▸ **Selected passage**:

My favorite ruin in the state of South Carolina is the Old Sheldon Church in Yemassee on the way down to Beaufort. It's a preferred site for artists and photographers as well, but nothing beats seeing it in person. Lord have mercy, if those beautiful walls and columns could speak, what a story they would tell.

Even though the church is in “ruins,” much of it is actually still standing, bloodied up to be sure, but not broken — or at least not entirely. It pulsates with atmosphere and almost seems more alive in its current state than it might intact. How is that possible? I don't know, but it bares its soul and yearns to reveal secrets.

I'm not too familiar with the history, but fortunately Ruth B. Guy bails me out with an old newspaper clipping from her files that goes into some detail, the highlights of which follow. (This is the history as told by one Francis M. Hutson and it appeared in The State newspaper in 1957.)

Sheldon Church, formerly known as Prince William's Parish Church, was built between 1745 and 1757, the year of its consecration. The parish was carved out of a part of St. Helena's Parish and named in honor of Prince William of Orange, son of George II. The Yemassee Indians had inhabited this area until 1715, when they were driven out as a result of the Yemassee Indian War.

The early history of the church is closely allied with the Bull family of South Carolina. It is from the Bulls' nearby family seat, Sheldon, that the church acquired its name. That seat, in turn, had assumed its name from the ancestral seat, Sheldon Hall, in Warwickshire, England. It is generally believed that William Bull gave the land upon which the church was built and who later, as lieutenant governor, presented the church with a complete set of Communion silver.

The masonry structure was designed by an unknown architect in the Greek Revival style with what is thought to have been a fine portico. It didn't last long. During the Revolutionary War, the British destroyed it under the command of Gen. Augustine Prevost while on march against Charles Town in May 1779. According to local tradition, the captain of the company who burned the church was Andrew DeVeaux, a cousin of Stephen DeVeaux of the S.C. Militia, who was wounded in the Battle of Beaufort on Feb. 2, 1799.

Only the walls were left standing, records were destroyed or otherwise lost and no activity is accounted for until 1825, when fundraising efforts were initiated to restore the building. A year later, the church was consecrated a second time and officially became part of the Episcopal Church of the United States. So impressed was noted architect Robert Mills that he considered it the handsomest rural parish sanctuary in South Carolina.

▸ **Data lines**:
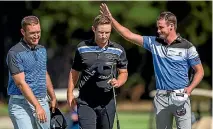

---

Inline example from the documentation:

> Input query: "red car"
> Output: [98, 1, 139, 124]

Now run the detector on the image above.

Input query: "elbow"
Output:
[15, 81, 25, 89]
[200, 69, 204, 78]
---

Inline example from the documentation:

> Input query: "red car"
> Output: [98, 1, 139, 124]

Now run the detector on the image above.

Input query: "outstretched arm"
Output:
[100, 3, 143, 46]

...

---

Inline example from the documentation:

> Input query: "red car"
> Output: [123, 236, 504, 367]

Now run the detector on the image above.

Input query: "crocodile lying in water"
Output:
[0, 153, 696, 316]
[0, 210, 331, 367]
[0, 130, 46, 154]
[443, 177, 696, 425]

▸ **Given task 1**:
List every war or battle named in the Old Sheldon Church passage.
▸ **Given task 2**:
Please reproduce word for word the part of the Old Sheldon Church passage that opens with the words containing "Even though the" and closes with "to reveal secrets.".

▸ **Full output 1**:
Yemassee Indian War
Revolutionary War
Battle of Beaufort

▸ **Full output 2**:
Even though the church is in “ruins,” much of it is actually still standing, bloodied up to be sure, but not broken — or at least not entirely. It pulsates with atmosphere and almost seems more alive in its current state than it might intact. How is that possible? I don't know, but it bares its soul and yearns to reveal secrets.